## Description of the task
Search term "flute": copy each line of the data containing it.

(Stored records)
____________

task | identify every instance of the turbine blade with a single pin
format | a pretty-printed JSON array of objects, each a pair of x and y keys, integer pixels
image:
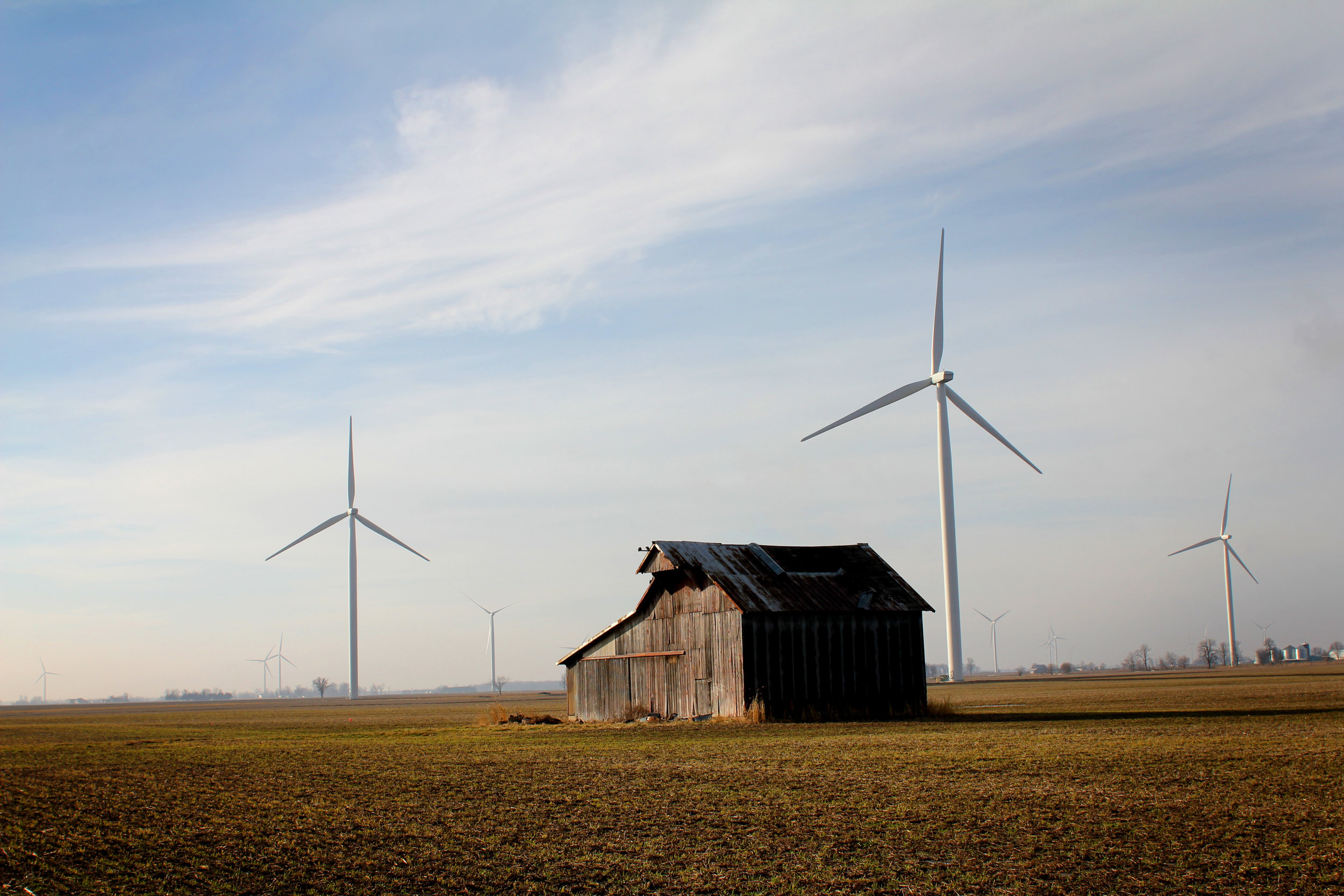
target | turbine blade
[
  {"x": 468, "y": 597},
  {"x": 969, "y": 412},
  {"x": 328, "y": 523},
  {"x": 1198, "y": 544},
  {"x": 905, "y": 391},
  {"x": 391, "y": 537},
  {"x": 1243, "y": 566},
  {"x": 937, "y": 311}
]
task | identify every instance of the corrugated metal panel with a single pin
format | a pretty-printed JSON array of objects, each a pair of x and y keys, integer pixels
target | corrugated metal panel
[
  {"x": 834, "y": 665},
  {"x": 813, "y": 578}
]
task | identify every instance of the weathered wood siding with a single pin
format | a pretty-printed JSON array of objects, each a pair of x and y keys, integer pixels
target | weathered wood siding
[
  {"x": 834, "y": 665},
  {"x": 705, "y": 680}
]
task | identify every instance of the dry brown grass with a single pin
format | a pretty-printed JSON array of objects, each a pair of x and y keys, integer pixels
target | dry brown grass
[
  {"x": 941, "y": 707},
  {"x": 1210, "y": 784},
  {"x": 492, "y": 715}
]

____________

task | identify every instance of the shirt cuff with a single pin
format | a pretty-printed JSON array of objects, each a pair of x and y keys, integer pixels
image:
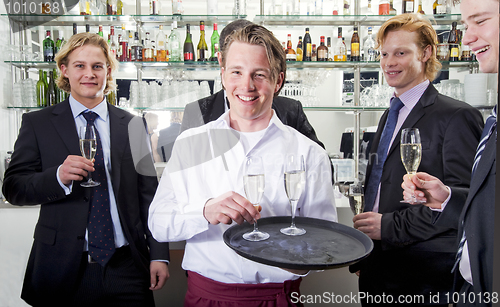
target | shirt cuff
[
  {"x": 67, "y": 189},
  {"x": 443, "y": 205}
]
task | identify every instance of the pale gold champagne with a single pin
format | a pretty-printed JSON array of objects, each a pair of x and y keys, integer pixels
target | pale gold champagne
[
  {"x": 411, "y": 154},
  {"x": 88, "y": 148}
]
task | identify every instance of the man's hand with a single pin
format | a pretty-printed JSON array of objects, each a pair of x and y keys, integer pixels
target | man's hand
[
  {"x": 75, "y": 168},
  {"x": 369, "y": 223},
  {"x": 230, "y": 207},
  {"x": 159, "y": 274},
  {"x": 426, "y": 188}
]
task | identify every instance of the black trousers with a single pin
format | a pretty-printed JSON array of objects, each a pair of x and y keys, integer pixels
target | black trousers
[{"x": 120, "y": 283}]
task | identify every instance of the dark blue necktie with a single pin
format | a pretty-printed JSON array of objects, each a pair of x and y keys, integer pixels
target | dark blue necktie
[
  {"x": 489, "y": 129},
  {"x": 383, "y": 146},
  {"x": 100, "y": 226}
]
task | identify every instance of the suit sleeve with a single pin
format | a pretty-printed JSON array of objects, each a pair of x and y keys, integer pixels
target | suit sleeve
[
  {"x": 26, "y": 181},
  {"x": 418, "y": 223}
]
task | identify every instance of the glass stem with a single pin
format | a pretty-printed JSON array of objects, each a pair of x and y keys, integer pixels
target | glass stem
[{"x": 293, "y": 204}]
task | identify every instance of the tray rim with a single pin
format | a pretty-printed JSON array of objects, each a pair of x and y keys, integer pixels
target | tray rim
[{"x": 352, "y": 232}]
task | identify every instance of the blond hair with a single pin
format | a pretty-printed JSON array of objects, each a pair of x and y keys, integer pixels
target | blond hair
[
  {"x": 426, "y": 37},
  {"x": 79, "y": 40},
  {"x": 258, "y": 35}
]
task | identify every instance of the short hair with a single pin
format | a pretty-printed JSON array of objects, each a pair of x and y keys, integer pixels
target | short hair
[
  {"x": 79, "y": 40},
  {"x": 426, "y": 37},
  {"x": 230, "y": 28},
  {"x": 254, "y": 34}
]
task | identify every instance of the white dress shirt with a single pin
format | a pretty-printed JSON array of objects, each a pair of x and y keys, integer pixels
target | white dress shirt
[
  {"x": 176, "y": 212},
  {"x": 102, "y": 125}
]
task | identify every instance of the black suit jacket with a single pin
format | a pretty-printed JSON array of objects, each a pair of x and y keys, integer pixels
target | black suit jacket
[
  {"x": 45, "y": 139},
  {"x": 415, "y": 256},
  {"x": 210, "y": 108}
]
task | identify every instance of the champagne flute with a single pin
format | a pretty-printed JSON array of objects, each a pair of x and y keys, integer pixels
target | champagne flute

____________

## Output for this exercise
task | identify every instance of the champagne flute with a single pin
target | champagne flute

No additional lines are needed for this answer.